(Position identification records)
— start —

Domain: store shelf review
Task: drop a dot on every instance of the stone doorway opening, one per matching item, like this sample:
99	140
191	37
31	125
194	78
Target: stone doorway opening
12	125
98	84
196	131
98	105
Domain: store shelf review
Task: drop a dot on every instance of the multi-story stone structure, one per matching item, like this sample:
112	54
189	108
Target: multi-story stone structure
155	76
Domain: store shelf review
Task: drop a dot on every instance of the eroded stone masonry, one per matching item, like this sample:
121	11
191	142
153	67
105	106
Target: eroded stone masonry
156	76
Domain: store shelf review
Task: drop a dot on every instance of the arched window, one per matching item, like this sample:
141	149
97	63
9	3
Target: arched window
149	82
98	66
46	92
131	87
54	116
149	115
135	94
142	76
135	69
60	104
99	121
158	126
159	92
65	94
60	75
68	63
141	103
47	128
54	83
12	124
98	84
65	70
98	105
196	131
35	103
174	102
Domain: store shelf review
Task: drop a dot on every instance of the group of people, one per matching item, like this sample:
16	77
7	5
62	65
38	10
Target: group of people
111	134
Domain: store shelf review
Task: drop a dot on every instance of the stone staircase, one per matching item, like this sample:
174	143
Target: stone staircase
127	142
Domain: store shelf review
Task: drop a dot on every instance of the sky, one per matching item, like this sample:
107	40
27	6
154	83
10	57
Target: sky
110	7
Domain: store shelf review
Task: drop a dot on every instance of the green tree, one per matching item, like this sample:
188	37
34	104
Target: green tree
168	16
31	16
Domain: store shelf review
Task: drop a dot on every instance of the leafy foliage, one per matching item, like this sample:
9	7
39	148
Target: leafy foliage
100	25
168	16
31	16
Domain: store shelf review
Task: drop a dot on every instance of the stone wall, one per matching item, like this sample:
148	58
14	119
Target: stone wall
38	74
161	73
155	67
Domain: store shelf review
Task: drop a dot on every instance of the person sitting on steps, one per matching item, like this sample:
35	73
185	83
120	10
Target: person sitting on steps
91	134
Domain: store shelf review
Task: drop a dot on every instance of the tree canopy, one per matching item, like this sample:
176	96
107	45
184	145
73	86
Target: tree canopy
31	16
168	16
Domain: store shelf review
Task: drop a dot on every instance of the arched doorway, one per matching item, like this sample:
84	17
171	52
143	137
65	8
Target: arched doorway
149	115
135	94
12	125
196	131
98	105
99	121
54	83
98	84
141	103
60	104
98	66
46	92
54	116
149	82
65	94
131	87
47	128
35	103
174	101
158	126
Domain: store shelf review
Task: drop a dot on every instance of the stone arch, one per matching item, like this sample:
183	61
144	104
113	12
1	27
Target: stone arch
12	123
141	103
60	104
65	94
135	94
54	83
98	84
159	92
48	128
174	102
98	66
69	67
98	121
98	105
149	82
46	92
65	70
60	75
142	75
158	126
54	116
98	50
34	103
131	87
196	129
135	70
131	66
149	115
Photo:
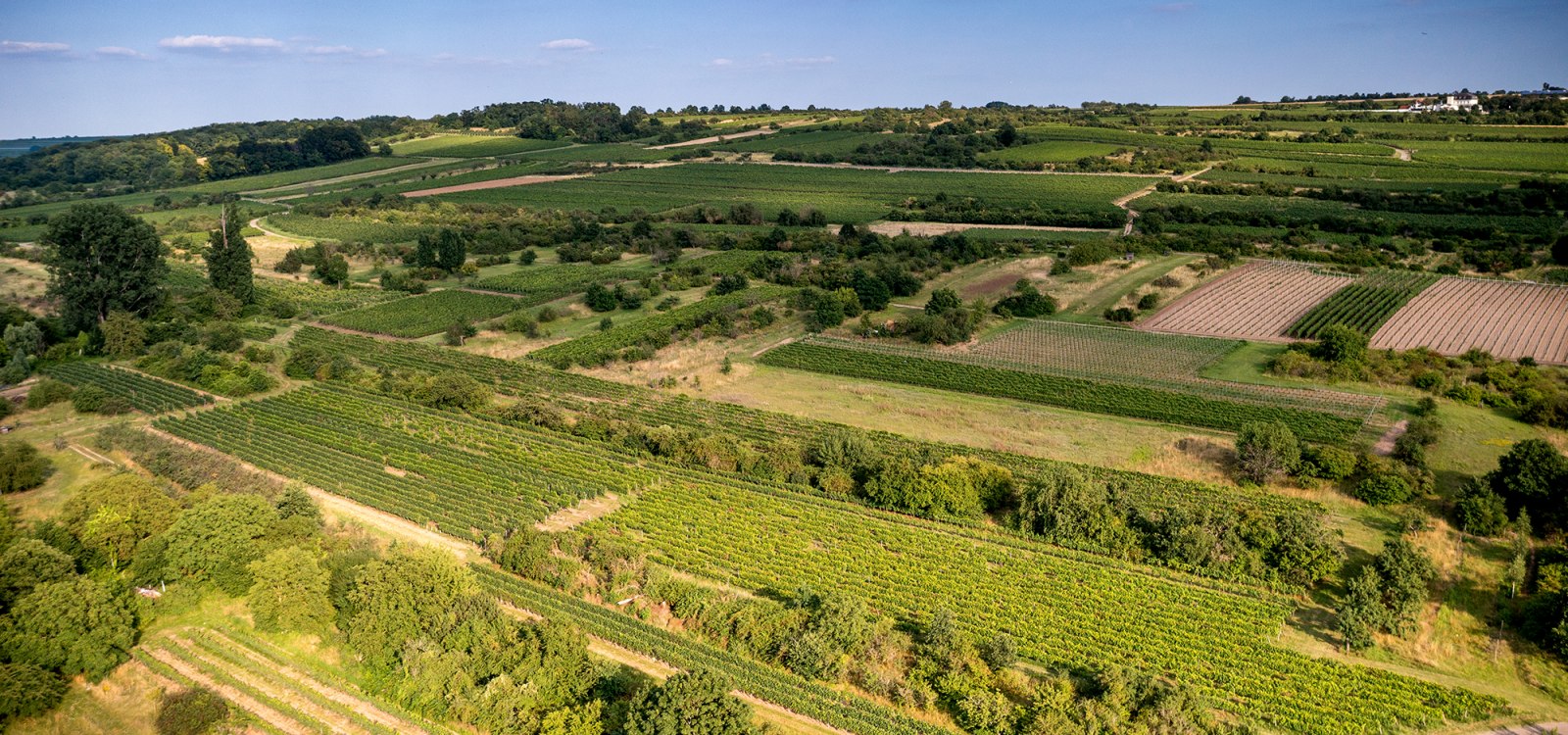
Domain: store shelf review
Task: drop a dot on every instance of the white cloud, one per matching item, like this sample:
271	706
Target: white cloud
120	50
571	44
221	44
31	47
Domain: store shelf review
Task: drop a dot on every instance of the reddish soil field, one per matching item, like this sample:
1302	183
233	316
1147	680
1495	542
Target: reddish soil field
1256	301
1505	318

— end —
— start —

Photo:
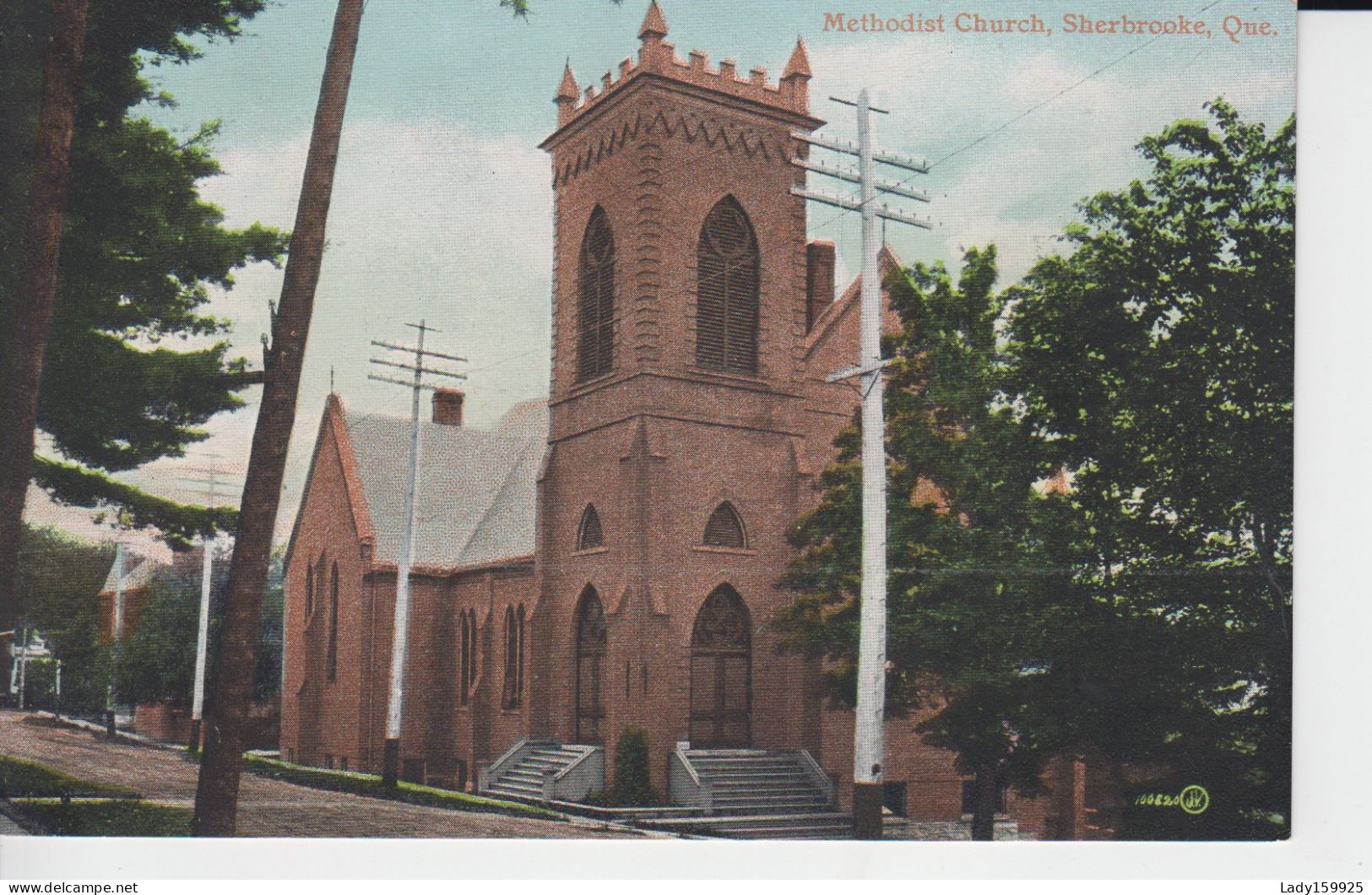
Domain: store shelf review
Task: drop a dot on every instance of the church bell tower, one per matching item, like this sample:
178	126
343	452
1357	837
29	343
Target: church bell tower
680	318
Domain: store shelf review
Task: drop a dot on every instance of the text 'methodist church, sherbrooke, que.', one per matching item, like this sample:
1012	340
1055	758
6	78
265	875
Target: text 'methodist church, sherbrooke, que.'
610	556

— end —

▶ _The exercise_
How many lines of the data contain the string "staircase", with case counting? Give only the number.

▶ _Exercise result_
2